TASK DESCRIPTION: Could you restate the entries below word for word and leave out the pictures?

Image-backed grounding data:
┌──
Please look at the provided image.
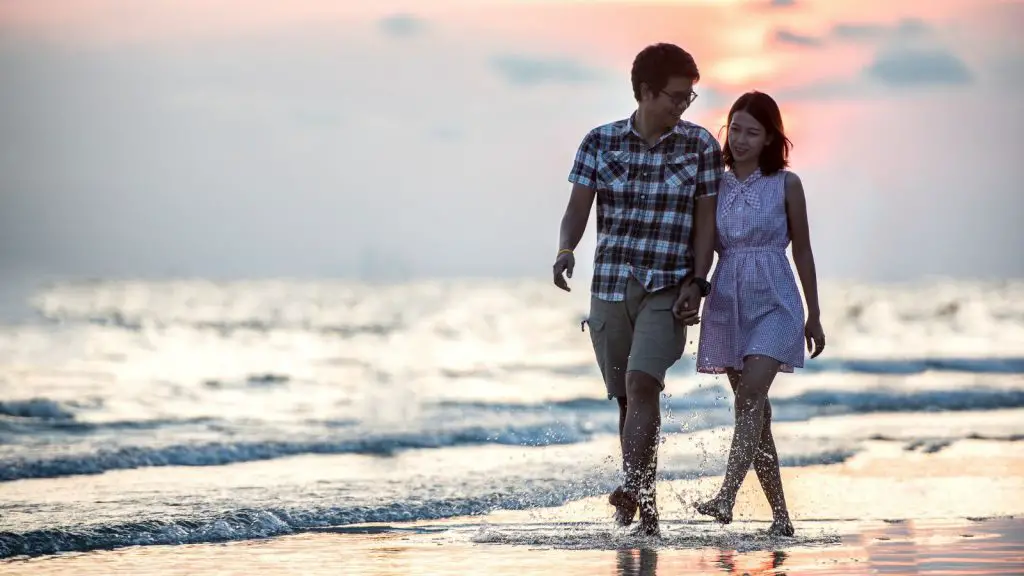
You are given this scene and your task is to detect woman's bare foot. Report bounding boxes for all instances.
[609,486,638,526]
[767,517,794,537]
[695,496,733,524]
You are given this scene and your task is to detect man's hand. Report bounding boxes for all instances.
[552,250,575,292]
[672,282,703,325]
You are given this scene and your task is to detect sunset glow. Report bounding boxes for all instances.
[1,0,1019,280]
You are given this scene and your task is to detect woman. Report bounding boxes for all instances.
[694,91,825,537]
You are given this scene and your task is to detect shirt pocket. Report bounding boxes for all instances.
[596,150,632,209]
[661,153,699,193]
[597,150,631,187]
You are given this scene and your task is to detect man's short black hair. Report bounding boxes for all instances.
[630,43,700,102]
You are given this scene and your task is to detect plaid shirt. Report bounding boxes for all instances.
[568,114,723,302]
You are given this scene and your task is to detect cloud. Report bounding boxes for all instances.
[769,0,796,6]
[774,79,866,102]
[773,29,824,48]
[489,55,605,87]
[428,125,462,142]
[377,14,427,38]
[777,47,974,99]
[695,86,729,108]
[771,18,932,51]
[832,18,930,43]
[991,55,1024,88]
[865,48,973,87]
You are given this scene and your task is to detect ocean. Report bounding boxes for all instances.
[1,277,1022,560]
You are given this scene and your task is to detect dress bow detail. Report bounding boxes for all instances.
[722,169,763,213]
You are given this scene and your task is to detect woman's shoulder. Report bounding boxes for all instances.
[780,170,801,188]
[780,170,806,203]
[768,169,800,190]
[780,169,800,182]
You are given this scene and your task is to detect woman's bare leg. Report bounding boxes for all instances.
[697,356,791,534]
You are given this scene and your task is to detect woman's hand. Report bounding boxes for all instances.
[672,282,703,325]
[805,316,826,359]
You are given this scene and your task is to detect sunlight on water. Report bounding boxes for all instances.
[0,277,1022,563]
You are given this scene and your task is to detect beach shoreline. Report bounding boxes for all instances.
[4,437,1021,575]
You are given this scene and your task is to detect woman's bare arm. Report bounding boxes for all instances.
[784,172,820,320]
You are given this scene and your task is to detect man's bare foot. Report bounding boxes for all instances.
[635,490,659,536]
[695,496,733,524]
[767,517,794,537]
[632,517,661,538]
[609,486,639,526]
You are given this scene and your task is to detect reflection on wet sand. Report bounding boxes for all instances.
[5,518,1020,576]
[714,549,788,575]
[854,518,1024,576]
[616,548,657,576]
[615,548,791,576]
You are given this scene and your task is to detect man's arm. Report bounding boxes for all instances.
[553,131,599,291]
[689,134,724,283]
[673,133,723,320]
[559,184,596,252]
[691,194,717,281]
└──
FINISHED TASK:
Please look at the provided image.
You are given this scene and your task is to detect woman's bare foot. Report bounding boxes for all instances.
[609,486,638,526]
[767,517,794,537]
[695,496,733,524]
You are given this scene and your task is to detect man's hand. Report bounding boxes for all instances.
[552,250,575,292]
[672,282,703,325]
You are given this scene and your task is to detect sunset glow. Report bounding boxes for all instances.
[1,0,1019,280]
You are given this scene and your task is to detect woman. Report bounding boxes for all instances.
[694,91,825,537]
You are given this scene and your task is to detect shirt pocket. Report bounding boxes for all instances.
[596,150,632,209]
[661,153,699,193]
[597,150,631,187]
You are given this scene and your task is to detect man's short black hair. Report bounding boxes for all instances.
[630,43,700,102]
You are given this scene and your task is to detect plaid shirt. Report bounding boxes for all instances.
[568,114,723,302]
You are given this scene and your task is to detect cloud. Report bounding boxes for all instances.
[769,0,796,6]
[774,79,866,102]
[773,29,824,48]
[489,55,605,87]
[428,125,462,142]
[377,14,427,38]
[777,47,974,99]
[695,86,729,108]
[771,18,932,51]
[832,18,930,43]
[991,55,1024,88]
[865,48,973,87]
You are given this scene and your task is to detect ocean. Report bounding boxes for all instances.
[1,277,1022,560]
You are given this scene and your task is to detect dress bow detail. Report bounding boxes for all instances.
[722,169,763,213]
You are given this scene and your task is to detect woman's shoulder. Report bounding boxes for all instances.
[780,170,801,188]
[780,170,806,203]
[768,169,800,190]
[780,169,800,182]
You are given this scene and your task is to detect woman's bare leg. Report bounding boxes for all instances.
[697,356,791,534]
You are given this scene and your task is to detect woman's hand. Report bounding boxes for all instances.
[672,282,703,325]
[805,316,826,359]
You are given this scene and your task is to detect sunlight on water. Report bounding boxes for all instances.
[0,277,1022,563]
You are given this scene and your task is to detect beach shoreline. Report bounding boxes for all instances.
[4,437,1021,575]
You are given this scene and your task is to detect woman's bare arm. Report bounding boxes for all instances.
[784,172,820,320]
You are given this scene and your task is to detect man's bare foot. Report bounding boxes for all instances.
[635,490,659,536]
[695,496,733,524]
[767,517,794,537]
[632,517,661,538]
[609,486,639,526]
You are given this scene and your task is to detect reflection on wet sand. Report bounding boxes for all instances.
[5,518,1020,576]
[714,549,788,575]
[854,518,1024,576]
[616,548,657,576]
[615,548,791,576]
You are given this scene and your task is to detect man's arm. Report bounding boxes for all instances.
[553,131,599,291]
[689,134,724,283]
[673,133,723,320]
[559,184,596,252]
[691,194,717,281]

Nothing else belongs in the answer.